Task objective ▸ Return the complete listing without omission.

-------

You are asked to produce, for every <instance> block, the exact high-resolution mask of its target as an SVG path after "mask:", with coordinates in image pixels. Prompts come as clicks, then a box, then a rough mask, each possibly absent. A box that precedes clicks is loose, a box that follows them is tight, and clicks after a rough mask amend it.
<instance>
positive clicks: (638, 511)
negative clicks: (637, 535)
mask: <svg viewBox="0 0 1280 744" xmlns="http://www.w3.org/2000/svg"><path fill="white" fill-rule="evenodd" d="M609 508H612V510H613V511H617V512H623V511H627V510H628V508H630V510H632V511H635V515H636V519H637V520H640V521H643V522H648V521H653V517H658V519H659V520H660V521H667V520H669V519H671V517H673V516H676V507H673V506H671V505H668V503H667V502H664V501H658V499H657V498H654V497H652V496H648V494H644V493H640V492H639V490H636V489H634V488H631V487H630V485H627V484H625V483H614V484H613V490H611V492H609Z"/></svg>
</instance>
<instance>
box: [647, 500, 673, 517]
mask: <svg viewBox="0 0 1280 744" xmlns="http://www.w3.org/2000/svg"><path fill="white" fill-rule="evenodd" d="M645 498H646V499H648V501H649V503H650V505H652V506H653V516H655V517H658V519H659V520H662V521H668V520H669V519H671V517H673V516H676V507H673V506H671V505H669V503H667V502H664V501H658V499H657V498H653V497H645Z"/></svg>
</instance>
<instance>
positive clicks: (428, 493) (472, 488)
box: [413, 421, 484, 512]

-------

Solution to the problem ▸
You are asked to produce, for every <instance> block, the exact high-resolution mask of its target as an SVG path after "mask:", with coordinates in image pixels. Prompts come as clicks, then a box, then a rough mask, each possibly absent. A box that precedes clicks is loose, a box that follows them is tight, and clicks after a rough mask amend it.
<instance>
positive clicks: (638, 511)
negative clicks: (637, 535)
mask: <svg viewBox="0 0 1280 744" xmlns="http://www.w3.org/2000/svg"><path fill="white" fill-rule="evenodd" d="M609 508H612V510H613V511H617V512H623V511H627V510H628V508H630V510H632V511H635V515H636V519H637V520H640V521H643V522H648V521H653V517H658V519H659V520H660V521H667V520H669V519H671V517H673V516H676V507H673V506H671V505H668V503H667V502H664V501H658V499H657V498H654V497H652V496H648V494H644V493H640V492H639V490H636V489H634V488H631V487H630V485H627V484H625V483H614V484H613V490H611V492H609Z"/></svg>
</instance>
<instance>
box: [647, 500, 673, 517]
mask: <svg viewBox="0 0 1280 744" xmlns="http://www.w3.org/2000/svg"><path fill="white" fill-rule="evenodd" d="M645 498H646V499H648V501H649V503H650V505H652V506H653V516H655V517H658V519H659V520H662V521H668V520H669V519H671V517H673V516H676V507H673V506H671V505H669V503H667V502H664V501H658V499H657V498H653V497H645Z"/></svg>
</instance>
<instance>
positive clicks: (428, 493) (472, 488)
box: [413, 421, 484, 512]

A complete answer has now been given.